--- RECORDS SHOWN ---
-- -- --
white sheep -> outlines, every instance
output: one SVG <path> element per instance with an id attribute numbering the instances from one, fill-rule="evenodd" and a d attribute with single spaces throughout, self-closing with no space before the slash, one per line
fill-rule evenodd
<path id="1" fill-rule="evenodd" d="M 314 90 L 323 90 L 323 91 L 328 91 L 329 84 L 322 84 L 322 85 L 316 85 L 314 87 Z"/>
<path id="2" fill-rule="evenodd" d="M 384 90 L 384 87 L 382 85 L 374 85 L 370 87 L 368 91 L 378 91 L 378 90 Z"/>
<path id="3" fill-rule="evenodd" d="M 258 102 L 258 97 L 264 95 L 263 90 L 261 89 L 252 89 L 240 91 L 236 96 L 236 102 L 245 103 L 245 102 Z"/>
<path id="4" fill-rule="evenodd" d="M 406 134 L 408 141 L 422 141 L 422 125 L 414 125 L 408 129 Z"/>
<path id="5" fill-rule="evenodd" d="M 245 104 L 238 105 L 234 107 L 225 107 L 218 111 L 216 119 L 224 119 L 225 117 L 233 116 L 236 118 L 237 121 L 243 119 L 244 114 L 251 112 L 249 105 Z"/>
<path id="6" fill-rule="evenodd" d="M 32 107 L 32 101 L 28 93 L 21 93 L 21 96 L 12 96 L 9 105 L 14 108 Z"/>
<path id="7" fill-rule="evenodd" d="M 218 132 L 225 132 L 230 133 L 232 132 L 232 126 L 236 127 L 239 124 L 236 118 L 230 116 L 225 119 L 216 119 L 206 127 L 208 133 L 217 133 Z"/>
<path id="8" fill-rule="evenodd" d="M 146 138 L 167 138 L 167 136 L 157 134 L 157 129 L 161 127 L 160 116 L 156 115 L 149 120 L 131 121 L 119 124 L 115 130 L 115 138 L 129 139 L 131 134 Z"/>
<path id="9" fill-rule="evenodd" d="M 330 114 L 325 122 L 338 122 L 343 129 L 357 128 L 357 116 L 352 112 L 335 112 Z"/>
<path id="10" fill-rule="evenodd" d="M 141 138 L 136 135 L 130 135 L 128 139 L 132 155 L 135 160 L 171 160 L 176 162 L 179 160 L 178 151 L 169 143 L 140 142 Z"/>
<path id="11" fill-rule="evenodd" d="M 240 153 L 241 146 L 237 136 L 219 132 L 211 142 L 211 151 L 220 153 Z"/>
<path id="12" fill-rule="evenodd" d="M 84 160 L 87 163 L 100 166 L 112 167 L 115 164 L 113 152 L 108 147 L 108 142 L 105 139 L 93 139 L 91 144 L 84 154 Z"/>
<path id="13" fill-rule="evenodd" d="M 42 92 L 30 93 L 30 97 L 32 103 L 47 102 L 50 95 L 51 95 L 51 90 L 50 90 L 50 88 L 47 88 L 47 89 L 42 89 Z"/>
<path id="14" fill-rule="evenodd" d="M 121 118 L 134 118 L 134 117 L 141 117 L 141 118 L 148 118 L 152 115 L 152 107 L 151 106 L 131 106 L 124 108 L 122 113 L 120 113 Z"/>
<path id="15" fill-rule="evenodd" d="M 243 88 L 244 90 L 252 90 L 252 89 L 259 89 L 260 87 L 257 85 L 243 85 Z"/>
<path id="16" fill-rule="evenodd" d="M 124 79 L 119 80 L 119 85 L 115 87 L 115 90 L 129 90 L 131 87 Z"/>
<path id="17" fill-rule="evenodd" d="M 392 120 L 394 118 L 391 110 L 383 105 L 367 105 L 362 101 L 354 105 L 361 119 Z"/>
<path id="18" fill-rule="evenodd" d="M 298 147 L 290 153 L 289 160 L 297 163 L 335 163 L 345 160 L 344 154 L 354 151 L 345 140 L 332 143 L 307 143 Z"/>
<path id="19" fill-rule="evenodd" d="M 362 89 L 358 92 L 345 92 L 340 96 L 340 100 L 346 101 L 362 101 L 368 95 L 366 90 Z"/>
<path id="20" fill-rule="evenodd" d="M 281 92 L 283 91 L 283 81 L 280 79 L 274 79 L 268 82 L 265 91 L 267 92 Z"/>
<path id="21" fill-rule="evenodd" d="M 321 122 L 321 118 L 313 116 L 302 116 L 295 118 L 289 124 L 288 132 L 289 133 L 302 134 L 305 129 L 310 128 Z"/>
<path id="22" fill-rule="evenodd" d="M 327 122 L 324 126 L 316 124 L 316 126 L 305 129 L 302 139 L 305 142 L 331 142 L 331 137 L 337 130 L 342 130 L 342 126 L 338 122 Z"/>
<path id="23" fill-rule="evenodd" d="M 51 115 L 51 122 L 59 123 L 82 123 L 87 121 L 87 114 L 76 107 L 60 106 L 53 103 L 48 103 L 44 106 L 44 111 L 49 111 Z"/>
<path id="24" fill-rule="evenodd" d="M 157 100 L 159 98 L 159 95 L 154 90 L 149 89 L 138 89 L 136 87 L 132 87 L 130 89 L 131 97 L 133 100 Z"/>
-- -- --
Copy out every line of the records above without changing a single character.

--- WORKED ANSWER ---
white sheep -> outlines, every instance
output: one SVG <path> element per instance with an id attribute numbering the instances from one, fill-rule="evenodd" and a d attribute with single spaces throughout, self-closing with no space before the slash, one per line
fill-rule evenodd
<path id="1" fill-rule="evenodd" d="M 314 90 L 323 90 L 323 91 L 328 91 L 329 84 L 322 84 L 322 85 L 316 85 L 314 87 Z"/>
<path id="2" fill-rule="evenodd" d="M 384 90 L 384 87 L 382 85 L 374 85 L 370 87 L 368 91 L 378 91 L 378 90 Z"/>
<path id="3" fill-rule="evenodd" d="M 258 102 L 258 97 L 264 95 L 263 90 L 261 89 L 252 89 L 240 91 L 236 96 L 236 102 L 245 103 L 245 102 Z"/>
<path id="4" fill-rule="evenodd" d="M 406 134 L 408 141 L 422 141 L 422 125 L 414 125 L 408 129 Z"/>
<path id="5" fill-rule="evenodd" d="M 245 104 L 238 105 L 234 107 L 225 107 L 218 111 L 216 119 L 224 119 L 225 117 L 233 116 L 236 118 L 237 121 L 243 119 L 244 114 L 251 112 L 249 105 Z"/>
<path id="6" fill-rule="evenodd" d="M 32 107 L 32 101 L 28 93 L 21 93 L 21 96 L 12 96 L 9 105 L 14 108 Z"/>
<path id="7" fill-rule="evenodd" d="M 218 132 L 225 132 L 230 133 L 232 132 L 232 126 L 236 127 L 239 124 L 236 118 L 230 116 L 225 119 L 216 119 L 206 127 L 208 133 L 217 133 Z"/>
<path id="8" fill-rule="evenodd" d="M 146 138 L 167 138 L 167 136 L 157 134 L 157 129 L 161 127 L 160 116 L 156 115 L 149 120 L 131 121 L 119 124 L 115 130 L 115 138 L 129 139 L 131 134 Z"/>
<path id="9" fill-rule="evenodd" d="M 330 114 L 325 122 L 338 122 L 343 129 L 357 128 L 357 116 L 352 112 L 335 112 Z"/>
<path id="10" fill-rule="evenodd" d="M 141 138 L 136 135 L 130 135 L 128 139 L 132 155 L 135 160 L 171 160 L 176 162 L 179 160 L 178 151 L 169 143 L 140 142 Z"/>
<path id="11" fill-rule="evenodd" d="M 240 153 L 241 146 L 237 136 L 219 132 L 211 142 L 211 151 L 220 153 Z"/>
<path id="12" fill-rule="evenodd" d="M 84 160 L 87 163 L 100 166 L 112 167 L 115 164 L 113 152 L 108 147 L 108 142 L 105 139 L 93 139 L 91 144 L 84 154 Z"/>
<path id="13" fill-rule="evenodd" d="M 42 92 L 30 93 L 30 97 L 32 103 L 47 102 L 50 95 L 51 95 L 51 90 L 50 90 L 50 88 L 47 88 L 47 89 L 42 89 Z"/>
<path id="14" fill-rule="evenodd" d="M 121 118 L 134 118 L 134 117 L 141 117 L 141 118 L 148 118 L 152 115 L 152 107 L 151 106 L 131 106 L 124 108 L 122 113 L 120 113 Z"/>
<path id="15" fill-rule="evenodd" d="M 243 88 L 244 90 L 252 90 L 252 89 L 259 89 L 260 87 L 257 85 L 243 85 Z"/>
<path id="16" fill-rule="evenodd" d="M 124 79 L 119 80 L 119 85 L 115 87 L 115 90 L 129 90 L 131 87 Z"/>
<path id="17" fill-rule="evenodd" d="M 392 120 L 394 118 L 391 110 L 383 105 L 367 105 L 362 101 L 354 105 L 361 119 Z"/>
<path id="18" fill-rule="evenodd" d="M 298 147 L 290 153 L 289 160 L 297 163 L 335 163 L 345 160 L 344 154 L 354 151 L 345 140 L 332 143 L 307 143 Z"/>
<path id="19" fill-rule="evenodd" d="M 362 89 L 358 92 L 345 92 L 340 96 L 340 100 L 346 101 L 362 101 L 368 95 L 366 90 Z"/>
<path id="20" fill-rule="evenodd" d="M 281 92 L 283 91 L 283 81 L 280 79 L 274 79 L 268 82 L 265 91 L 267 92 Z"/>
<path id="21" fill-rule="evenodd" d="M 321 122 L 321 118 L 313 116 L 302 116 L 295 118 L 289 124 L 288 132 L 289 133 L 302 134 L 305 129 L 310 128 Z"/>
<path id="22" fill-rule="evenodd" d="M 327 122 L 324 126 L 316 124 L 316 126 L 305 129 L 302 139 L 305 142 L 331 142 L 331 137 L 337 130 L 342 130 L 342 126 L 338 122 Z"/>
<path id="23" fill-rule="evenodd" d="M 51 115 L 51 122 L 59 123 L 82 123 L 87 121 L 87 114 L 76 107 L 60 106 L 53 103 L 48 103 L 44 106 L 44 111 L 49 111 Z"/>
<path id="24" fill-rule="evenodd" d="M 157 100 L 159 98 L 159 95 L 154 90 L 149 89 L 138 89 L 136 87 L 132 87 L 130 89 L 131 97 L 133 100 Z"/>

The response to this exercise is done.